### Set of tasks
1. Rewrite the paragraph of the MyWebLearn text that begins "As institutions have to address this problem" more briefly, keeping its main facts.
2. Write out the passage of the MyWebLearn text starting at "Enter ... MyWebLearn!" and ending at "programs or scripts.", word for word.

##### Source document

In terms of software, personalisation seems to mean the ability to customise and work with information flows - there are a plethora of tools, to read, aggregate and process, including PLEX, which has emerged from the CETIS PLE work. But how do these tools relate or even integrate with HEI systems? I think that's the major challenge. The answer at the moment seems to be generally "they don't" so I see them as floating largely unanchored; without appropriate guidance on their use, it's questionable what learning and instructional value such tools can provide. Yet, it's generally acknowledged that most institutional systems are fundamentally constraining, not providing sufficient means to pool information freely from different sources, to share, interact and so on.

As institutions have to address this problem, they will be scrutinising what resources they have and if they're limited, they might naturally ask, what can be done with our present systems that may move us in the right direction? This is the kind of view we took at Oxford: WebLearn's access controls (as introduced in my previous post), don't have a fixed concept of role, so any user can be granted the rights to create resources. WebLearn also situates content in a hierarchy. Putting those two together, we decided to create a User area for any University card holder - both staff and students - in which they could create their own areas, using most of the tools available .

Enter ... MyWebLearn!

You can think of MyWebLearn operating in a similar way to personal Web space that many HEIs offer, but there are quite a few features that make it distinctive:
  • fine-grained access controls - this allows for the same content to be partially viewable by the public (no accounts), fully viewable by account holders, editable by class mates, managed by a small group.
  • file uploads are just point and click - there's no need for ftp as file management is through Web forms. There's also a somewhat quirky Java applet that has a few extra niceties.
  • tools available: these can set these up for any individual needs, as would a staff member do in a course area.
However, WebLearn lacks some features often available to some extent in personal Web hosting, for instance you can't write your own programs or scripts.

The structure comprises three areas:
  • Public Space - space for content accessible by everyone.
  • Private Space - space for content accessible only by the MyWebLearn space owner.
  • Bookmarks - for convenient storage and revisiting of any WebLearn address.
Some of the suggested uses are as follows
  • Students working on a project could create an area private to themselves, and upload and store drafts of essays and other working documents. You could use the Messaging Room to do this in a conversational framework
  • There's a newsfeeds tool supporting RSS and Atom to read in and aggregate favourite newsfeeds.

##########
##### Data records

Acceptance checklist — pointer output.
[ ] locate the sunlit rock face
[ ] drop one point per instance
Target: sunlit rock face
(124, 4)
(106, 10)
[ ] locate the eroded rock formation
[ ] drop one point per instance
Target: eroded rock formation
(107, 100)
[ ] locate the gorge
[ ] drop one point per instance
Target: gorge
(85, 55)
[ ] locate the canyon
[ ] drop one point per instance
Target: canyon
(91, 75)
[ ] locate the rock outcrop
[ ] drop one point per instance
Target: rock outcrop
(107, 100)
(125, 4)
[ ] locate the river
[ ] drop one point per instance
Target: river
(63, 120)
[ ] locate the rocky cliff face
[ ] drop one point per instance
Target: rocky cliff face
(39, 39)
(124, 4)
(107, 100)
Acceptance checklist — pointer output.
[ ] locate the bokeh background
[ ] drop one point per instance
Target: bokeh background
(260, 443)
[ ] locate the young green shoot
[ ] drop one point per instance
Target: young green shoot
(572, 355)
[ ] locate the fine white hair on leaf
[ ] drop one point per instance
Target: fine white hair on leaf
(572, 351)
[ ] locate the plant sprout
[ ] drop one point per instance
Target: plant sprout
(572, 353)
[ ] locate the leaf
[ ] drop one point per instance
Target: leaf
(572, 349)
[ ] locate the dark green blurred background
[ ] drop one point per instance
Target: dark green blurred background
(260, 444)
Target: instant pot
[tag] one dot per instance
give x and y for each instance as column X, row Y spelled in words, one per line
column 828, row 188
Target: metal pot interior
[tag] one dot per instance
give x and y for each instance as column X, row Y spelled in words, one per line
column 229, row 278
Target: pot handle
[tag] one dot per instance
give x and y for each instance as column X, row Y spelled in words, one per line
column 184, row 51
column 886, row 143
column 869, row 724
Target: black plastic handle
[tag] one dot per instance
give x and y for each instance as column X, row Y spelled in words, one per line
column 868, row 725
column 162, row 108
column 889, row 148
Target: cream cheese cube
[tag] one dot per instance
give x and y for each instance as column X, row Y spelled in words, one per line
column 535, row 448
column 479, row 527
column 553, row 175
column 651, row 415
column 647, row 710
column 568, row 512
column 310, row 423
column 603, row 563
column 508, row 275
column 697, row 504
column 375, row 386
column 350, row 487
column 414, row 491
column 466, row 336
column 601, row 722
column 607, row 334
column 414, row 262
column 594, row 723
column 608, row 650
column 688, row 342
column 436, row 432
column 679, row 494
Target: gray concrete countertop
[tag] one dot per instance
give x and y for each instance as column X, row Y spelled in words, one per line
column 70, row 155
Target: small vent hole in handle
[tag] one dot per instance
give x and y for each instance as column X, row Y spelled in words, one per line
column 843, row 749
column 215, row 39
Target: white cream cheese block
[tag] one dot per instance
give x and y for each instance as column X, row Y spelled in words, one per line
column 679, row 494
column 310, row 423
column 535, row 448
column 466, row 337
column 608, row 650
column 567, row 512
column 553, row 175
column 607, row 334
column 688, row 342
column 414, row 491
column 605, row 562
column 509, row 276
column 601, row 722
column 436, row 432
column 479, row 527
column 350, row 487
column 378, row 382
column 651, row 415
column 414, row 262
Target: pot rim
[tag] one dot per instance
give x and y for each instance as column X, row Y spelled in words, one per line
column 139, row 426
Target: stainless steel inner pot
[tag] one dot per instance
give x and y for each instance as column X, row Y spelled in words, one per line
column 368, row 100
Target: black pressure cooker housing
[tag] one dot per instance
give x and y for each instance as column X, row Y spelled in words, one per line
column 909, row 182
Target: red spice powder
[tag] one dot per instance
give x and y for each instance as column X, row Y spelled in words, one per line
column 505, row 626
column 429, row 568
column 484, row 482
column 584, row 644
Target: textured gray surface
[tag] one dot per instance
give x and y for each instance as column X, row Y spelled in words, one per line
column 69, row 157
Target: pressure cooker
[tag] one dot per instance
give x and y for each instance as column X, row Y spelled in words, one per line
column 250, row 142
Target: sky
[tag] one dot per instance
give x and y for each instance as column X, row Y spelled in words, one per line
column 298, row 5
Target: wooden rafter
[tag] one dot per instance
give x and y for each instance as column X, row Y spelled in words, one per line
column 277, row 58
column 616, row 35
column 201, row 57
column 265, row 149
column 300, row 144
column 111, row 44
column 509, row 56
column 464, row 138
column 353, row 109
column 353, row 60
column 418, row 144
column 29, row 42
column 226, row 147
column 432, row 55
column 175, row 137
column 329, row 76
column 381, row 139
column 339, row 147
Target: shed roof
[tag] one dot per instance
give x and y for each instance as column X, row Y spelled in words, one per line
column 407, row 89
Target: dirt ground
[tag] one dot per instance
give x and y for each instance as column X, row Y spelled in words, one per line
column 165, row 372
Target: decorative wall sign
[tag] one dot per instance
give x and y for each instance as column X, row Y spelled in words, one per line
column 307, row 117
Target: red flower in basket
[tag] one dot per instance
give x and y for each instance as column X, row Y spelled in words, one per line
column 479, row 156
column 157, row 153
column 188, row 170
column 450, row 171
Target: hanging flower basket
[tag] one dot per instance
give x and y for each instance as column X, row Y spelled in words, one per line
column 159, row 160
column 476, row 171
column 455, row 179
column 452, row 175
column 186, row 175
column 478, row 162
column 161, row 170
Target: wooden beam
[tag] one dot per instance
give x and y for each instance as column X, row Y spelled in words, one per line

##########

### Exercise results
1. Institutions with limited resources may ask what their present systems can do to move them in the right direction. Oxford took this view. WebLearn's access controls have no fixed concept of role, so any user can be granted rights to create resources, and WebLearn situates content in a hierarchy. Combining the two, Oxford created a User area for every University card holder, staff and students alike, where they can create their own areas using most of the available tools.

2.
Enter ... MyWebLearn!

You can think of MyWebLearn operating in a similar way to personal Web space that many HEIs offer, but there are quite a few features that make it distinctive:
  • fine-grained access controls - this allows for the same content to be partially viewable by the public (no accounts), fully viewable by account holders, editable by class mates, managed by a small group.
  • file uploads are just point and click - there's no need for ftp as file management is through Web forms. There's also a somewhat quirky Java applet that has a few extra niceties.
  • tools available: these can set these up for any individual needs, as would a staff member do in a course area.
However, WebLearn lacks some features often available to some extent in personal Web hosting, for instance you can't write your own programs or scripts.